• [GOAL A] In the passage on recurrent neural networks, edit everything from "2. Theoretical Background" down to "minimizing the error term." so that "cost function" is replaced by "loss function".
• [GOAL B] Render everything from the start of the entries down to the line containing "[121,203,305,404]" as a numbered list, skipping blank lines and leaving out the pictures.
### SELECTED EXTRACT
2. Theoretical Background and Geospatial Applications of RNNs
Traditional feed-forward NN models utilize gradient-based learning methods to update model parameters as new inputs are provided. The goal is to determine an optimal set of network weights that allow the model to generalize to new data. Inputs are fed through the network, a cost function is evaluated, and an error term is computed using the result obtained from the output layer. Derivatives are computed with respect to each weight in the network using a process called backpropagation [
49,
50]. Backpropagation informs adjustments of network weight parameters with the intent of minimizing the error term.
RNNs are a type of Deep Neural Network (DNN) that are best suited for problems involving sequential data, including classification and forecasting of timeseries data. By introducing a recurrence relation to the standard feed-forward neuron, information from previous timesteps is propagated to inform future cell state changes and outputs. Traditional RNNs are a specialized variation of traditional neural network neurons that maintain and update a hidden state value. The hidden state enables a recurrent neuron to maintain information regarding previously observed data in a sequence to facilitate learning of temporal correlations [
51]. However, RNN structures are impeded by a phenomenon called a “Vanishing Gradient” [
52]. This occurrence inhibits the propagation of previous information and is caused by the inability to maintain gradients to backpropagate updates with respect to the error term. Gradients that are too small (vanishing) or too large (exploding) prevent any meaningful adjustments of network weights. This required alterations to the RNN architecture to handle long-term dependencies.
######
### RAW RECORDS
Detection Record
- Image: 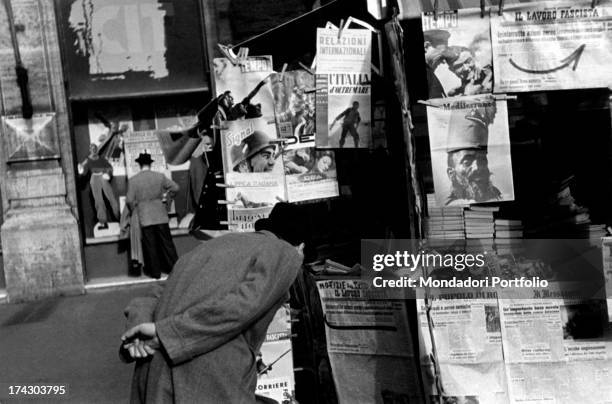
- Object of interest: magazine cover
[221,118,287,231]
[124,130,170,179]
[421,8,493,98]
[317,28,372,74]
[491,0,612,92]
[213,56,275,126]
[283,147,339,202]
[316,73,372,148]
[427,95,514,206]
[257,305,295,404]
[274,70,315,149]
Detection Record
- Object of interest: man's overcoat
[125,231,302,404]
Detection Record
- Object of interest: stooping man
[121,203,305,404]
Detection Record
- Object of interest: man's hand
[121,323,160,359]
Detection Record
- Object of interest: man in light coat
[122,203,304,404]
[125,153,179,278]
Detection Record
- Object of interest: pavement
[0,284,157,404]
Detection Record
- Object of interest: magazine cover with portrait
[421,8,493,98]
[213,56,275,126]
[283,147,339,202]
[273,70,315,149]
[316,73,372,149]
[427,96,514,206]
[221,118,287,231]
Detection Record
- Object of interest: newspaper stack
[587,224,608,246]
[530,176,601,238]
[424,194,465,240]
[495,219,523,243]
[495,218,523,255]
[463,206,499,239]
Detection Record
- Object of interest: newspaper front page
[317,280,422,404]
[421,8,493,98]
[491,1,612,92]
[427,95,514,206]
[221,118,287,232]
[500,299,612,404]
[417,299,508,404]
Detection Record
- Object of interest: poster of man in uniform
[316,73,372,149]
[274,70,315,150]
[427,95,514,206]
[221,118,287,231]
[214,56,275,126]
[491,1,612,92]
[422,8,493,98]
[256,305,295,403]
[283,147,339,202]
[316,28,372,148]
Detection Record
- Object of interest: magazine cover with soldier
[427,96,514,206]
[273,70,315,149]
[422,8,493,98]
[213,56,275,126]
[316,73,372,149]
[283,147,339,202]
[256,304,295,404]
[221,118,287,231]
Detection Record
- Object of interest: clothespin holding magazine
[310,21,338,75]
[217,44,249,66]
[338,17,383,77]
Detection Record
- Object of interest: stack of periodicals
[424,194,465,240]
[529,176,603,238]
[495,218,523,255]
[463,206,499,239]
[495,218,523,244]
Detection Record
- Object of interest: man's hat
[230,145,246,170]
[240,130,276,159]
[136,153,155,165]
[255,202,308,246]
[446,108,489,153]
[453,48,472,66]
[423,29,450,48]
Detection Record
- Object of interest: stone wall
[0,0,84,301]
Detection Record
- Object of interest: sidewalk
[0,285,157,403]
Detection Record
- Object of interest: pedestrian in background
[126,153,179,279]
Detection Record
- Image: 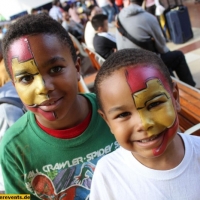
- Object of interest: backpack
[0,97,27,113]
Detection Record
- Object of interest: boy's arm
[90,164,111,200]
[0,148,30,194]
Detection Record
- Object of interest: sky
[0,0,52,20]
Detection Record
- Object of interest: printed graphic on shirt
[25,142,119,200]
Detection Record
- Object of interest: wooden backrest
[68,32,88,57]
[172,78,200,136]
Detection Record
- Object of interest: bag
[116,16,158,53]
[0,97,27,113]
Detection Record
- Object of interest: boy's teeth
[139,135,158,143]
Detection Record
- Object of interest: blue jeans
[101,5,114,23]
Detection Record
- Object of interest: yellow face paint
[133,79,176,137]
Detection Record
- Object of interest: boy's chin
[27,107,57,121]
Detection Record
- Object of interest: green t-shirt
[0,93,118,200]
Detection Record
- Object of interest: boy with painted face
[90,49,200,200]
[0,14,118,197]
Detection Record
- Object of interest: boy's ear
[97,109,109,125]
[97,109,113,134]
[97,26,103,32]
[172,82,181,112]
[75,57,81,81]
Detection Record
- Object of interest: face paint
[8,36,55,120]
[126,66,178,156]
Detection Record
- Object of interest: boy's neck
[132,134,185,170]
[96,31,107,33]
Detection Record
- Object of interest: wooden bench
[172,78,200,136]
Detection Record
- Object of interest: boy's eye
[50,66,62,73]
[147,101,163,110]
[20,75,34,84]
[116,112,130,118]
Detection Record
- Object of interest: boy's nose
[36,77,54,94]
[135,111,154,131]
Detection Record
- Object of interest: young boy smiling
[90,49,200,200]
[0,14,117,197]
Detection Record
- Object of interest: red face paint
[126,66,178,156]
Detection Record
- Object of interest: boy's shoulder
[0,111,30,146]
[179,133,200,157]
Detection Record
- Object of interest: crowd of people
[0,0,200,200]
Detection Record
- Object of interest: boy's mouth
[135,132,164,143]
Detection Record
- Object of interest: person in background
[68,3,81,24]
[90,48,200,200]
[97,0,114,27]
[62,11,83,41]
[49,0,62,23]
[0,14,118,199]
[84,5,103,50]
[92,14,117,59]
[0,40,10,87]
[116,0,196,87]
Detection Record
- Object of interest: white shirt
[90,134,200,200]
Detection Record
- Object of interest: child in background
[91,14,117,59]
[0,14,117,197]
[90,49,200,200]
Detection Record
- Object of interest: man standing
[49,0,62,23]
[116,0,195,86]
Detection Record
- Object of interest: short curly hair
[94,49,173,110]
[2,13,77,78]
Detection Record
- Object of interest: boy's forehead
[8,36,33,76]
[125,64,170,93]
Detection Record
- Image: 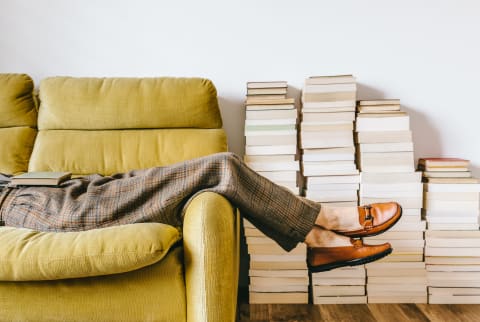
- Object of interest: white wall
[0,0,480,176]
######
• [WRITTEN SOLUTION A]
2. Theoretical Background and Geospatial Applications of RNNs
Traditional feed-forward NN models utilize gradient-based learning methods to update model parameters as new inputs are provided. The goal is to determine an optimal set of network weights that allow the model to generalize to new data. Inputs are fed through the network, a loss function is evaluated, and an error term is computed using the result obtained from the output layer. Derivatives are computed with respect to each weight in the network using a process called backpropagation [
49,
50]. Backpropagation informs adjustments of network weight parameters with the intent of minimizing the error term.

• [WRITTEN SOLUTION B]
1. Detection Record
2. - Image: 
3. - Object of interest: magazine cover
4. [221,118,287,231]
5. [124,130,170,179]
6. [421,8,493,98]
7. [317,28,372,74]
8. [491,0,612,92]
9. [213,56,275,126]
10. [283,147,339,202]
11. [316,73,372,148]
12. [427,95,514,206]
13. [257,305,295,404]
14. [274,70,315,149]
15. Detection Record
16. - Object of interest: man's overcoat
17. [125,231,302,404]
18. Detection Record
19. - Object of interest: stooping man
20. [121,203,305,404]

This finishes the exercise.